Selected text
'''

On her most recent trip back to Luapula Province, Abigail was accompanying the US Ambassador to Zambia, Mark Storella, and a delegation of senior aid officials, translating for them, and acting as a guide to her home region. Yet she is still only 24 years old. Doesn’t she ever feel shy, or nervous?

She laughs. “It’s a normal thing,” she says, “to feel nervous. But it’s only for the first five minutes. Then I say to myself, ‘Oh, I’ve done this before. If I remain in my shell I will never get out of it. So I make myself confident. Even a village girl can do that’.”

Abigail has come a long way from very modest beginnings. Her mother died when she was a child, and her grandmother, a subsistence farmer, couldn’t afford her school fees. But she had a sympathetic headmaster, and with support from Camfed, the Campaign for Female Education, she was able to finish school and go on to business college. Now she works for Camfed in its education department, and heads its network of alumnae in the country. The head of Camfed in Zambia, Barbara Chilangwa, describes her as 'a very remarkable young woman.'

Along the way Abigail has been to the United States with a group of young people from all over Africa, and met President Obama as well as the First Lady, and she has received a $5,000 award to run a project of her own in her home village. She was recently appointed to a youth panel to advise the UN Secretary General on global education policy.

'''

Given information

'''

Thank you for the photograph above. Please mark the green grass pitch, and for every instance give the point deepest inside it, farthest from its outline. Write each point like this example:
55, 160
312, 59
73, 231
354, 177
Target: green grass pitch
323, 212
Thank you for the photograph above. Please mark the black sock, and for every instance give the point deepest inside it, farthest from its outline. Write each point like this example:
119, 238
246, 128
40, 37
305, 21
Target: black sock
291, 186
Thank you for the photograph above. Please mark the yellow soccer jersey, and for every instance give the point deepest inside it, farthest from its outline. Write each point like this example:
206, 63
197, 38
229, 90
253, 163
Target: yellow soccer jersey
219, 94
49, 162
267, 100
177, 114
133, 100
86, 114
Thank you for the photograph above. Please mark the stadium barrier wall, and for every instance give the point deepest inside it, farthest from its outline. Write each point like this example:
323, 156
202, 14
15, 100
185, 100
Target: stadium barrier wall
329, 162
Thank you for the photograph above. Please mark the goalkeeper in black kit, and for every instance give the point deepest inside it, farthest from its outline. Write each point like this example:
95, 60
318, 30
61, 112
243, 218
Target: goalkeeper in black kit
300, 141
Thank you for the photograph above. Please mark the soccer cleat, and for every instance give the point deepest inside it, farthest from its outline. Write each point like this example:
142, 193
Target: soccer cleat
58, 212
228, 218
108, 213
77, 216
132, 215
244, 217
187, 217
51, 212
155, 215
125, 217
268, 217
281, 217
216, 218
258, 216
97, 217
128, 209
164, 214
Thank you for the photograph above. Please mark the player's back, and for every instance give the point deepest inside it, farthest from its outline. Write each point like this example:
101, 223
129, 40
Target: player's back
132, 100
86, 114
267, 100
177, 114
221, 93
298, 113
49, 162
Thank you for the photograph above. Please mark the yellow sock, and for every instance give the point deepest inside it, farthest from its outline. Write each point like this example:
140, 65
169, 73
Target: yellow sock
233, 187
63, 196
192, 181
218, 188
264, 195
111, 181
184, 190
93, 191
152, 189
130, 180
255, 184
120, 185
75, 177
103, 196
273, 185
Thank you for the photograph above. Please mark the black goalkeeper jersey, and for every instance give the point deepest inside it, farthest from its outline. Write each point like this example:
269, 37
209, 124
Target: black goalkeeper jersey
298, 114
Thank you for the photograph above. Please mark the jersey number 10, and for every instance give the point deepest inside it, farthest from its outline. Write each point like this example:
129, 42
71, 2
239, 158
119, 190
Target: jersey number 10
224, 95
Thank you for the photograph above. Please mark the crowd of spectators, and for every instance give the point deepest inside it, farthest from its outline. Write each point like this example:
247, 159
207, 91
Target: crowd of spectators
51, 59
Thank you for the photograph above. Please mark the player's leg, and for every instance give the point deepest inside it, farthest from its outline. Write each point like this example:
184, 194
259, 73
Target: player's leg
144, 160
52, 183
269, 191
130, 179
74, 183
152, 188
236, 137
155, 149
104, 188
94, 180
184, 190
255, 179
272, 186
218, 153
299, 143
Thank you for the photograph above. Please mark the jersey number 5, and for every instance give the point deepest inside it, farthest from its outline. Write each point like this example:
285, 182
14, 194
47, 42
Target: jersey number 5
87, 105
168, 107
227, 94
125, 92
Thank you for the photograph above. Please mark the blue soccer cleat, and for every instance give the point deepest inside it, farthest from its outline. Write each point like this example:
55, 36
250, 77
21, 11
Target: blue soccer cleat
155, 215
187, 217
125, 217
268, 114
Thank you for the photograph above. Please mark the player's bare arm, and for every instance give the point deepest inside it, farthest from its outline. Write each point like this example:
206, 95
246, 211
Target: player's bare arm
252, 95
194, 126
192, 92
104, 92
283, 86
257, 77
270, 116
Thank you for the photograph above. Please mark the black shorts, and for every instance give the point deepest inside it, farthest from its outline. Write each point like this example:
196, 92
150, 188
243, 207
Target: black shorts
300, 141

'''

Problem description
Copy the text above about Abigail's work with Camfed word for word, from "On her most" to "shy, or nervous?", inclusive.

Problem solution
On her most recent trip back to Luapula Province, Abigail was accompanying the US Ambassador to Zambia, Mark Storella, and a delegation of senior aid officials, translating for them, and acting as a guide to her home region. Yet she is still only 24 years old. Doesn’t she ever feel shy, or nervous?